# STATED PROBLEM
The records are to be restated in their entirety, word for word.

^^^^^^^^^^^^^^^^

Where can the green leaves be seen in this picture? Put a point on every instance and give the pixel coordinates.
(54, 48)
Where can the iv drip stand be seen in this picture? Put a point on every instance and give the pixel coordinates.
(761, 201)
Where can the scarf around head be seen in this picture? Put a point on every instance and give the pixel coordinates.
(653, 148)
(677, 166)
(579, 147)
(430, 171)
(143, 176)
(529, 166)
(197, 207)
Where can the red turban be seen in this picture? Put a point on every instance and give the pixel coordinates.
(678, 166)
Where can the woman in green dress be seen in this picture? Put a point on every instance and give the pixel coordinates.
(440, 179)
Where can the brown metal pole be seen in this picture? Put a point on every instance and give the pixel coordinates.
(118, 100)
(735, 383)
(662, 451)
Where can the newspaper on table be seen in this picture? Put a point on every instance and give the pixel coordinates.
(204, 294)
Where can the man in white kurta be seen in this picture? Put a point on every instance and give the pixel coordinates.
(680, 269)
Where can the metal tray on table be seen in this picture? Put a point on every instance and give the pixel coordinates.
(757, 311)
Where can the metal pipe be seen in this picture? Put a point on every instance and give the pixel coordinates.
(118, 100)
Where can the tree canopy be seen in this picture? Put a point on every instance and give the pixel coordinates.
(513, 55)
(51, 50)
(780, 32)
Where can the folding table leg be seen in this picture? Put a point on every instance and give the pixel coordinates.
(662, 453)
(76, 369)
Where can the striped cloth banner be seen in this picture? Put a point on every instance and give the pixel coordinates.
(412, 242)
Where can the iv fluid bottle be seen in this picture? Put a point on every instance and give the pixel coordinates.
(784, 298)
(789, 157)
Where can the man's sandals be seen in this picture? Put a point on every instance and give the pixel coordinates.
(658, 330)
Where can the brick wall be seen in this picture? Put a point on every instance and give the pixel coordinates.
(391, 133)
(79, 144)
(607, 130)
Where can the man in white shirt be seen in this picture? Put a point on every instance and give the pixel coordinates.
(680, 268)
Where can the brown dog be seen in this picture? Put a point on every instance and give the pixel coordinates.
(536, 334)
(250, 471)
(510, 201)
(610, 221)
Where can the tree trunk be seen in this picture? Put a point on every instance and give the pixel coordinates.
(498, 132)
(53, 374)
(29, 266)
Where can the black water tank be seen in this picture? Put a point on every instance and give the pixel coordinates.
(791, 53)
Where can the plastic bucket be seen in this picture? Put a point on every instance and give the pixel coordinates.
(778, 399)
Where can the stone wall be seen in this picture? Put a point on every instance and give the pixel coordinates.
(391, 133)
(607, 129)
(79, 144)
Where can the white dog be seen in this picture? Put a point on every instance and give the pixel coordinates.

^^^^^^^^^^^^^^^^

# TASK SOLUTION
Where can the green leaves be seen in this picture? Put a point on every instance and give the pixel coordinates.
(54, 48)
Where can the iv drip stand be seen in this picture? Put a point on every instance and give the pixel coordinates.
(761, 201)
Where can the scarf around head be seen in this picture? Put a point on every instance and give the pixel coordinates.
(653, 148)
(677, 166)
(579, 147)
(430, 171)
(143, 176)
(529, 166)
(197, 207)
Where can the red turban be seen in this picture? Put a point on every instance and give the pixel coordinates.
(678, 166)
Where can the woman in green dress be seen in this picture? Put a point on every instance and give the pixel coordinates.
(440, 179)
Where can the brown metal pole be seen in this picture? Put a point on every instance and give the pixel coordinates.
(118, 100)
(735, 383)
(662, 451)
Where can the newspaper on table be seen in this picture? Put a point on every instance and give the pixel coordinates.
(204, 294)
Where can the man in white kurta be seen in this picture? Put a point on every instance and give the pixel coordinates.
(680, 269)
Where can the metal tray on table be seen in this picture? Put a point on every instance and give the pixel coordinates.
(757, 311)
Where can the metal pipe be seen in this picture? Put a point on every instance and give the pixel coordinates.
(118, 100)
Where can the tree canopy be seen in this picture? Put a point on every instance and give the pixel coordinates.
(513, 55)
(51, 50)
(780, 32)
Where can the folding table leg be seen in this picture? Put a point on every instance and give the pixel coordinates.
(662, 453)
(76, 369)
Where can the striped cloth banner be seen in this picture? Put a point on every instance and give the pixel coordinates.
(412, 242)
Where can the iv fluid bottle be seen in this picture? Put a point on every instance and give the pixel coordinates.
(784, 298)
(789, 157)
Where can the man's sandals be seen in this picture? Put a point on every instance and give the pixel coordinates.
(658, 330)
Where can the brick wall be seen in this picture? Put a point on every instance and give the pixel coordinates.
(391, 133)
(79, 144)
(607, 130)
Where can the man in white shirt be seen in this picture? Put a point on every instance and give the pixel coordinates.
(680, 268)
Where can the brown dog be seen in this picture? Put a point on every instance and give the pixel coordinates.
(536, 334)
(250, 471)
(510, 201)
(610, 221)
Where can the tree trunk be seen in this picture? Put a point on every instance and give the pixel coordinates.
(498, 132)
(53, 374)
(29, 266)
Where can the black water tank be seen in this picture? Put a point on every instance and give the pixel coordinates.
(791, 53)
Where can the plastic bucket be seen in this picture? Put a point on every instance and give the pixel coordinates.
(778, 399)
Where can the stone wall be seen in this picture? Put a point on every instance and give the pixel coordinates.
(391, 133)
(607, 129)
(79, 144)
Where can the white dog be seen in this picture? Put a point on every instance and give the pixel coordinates.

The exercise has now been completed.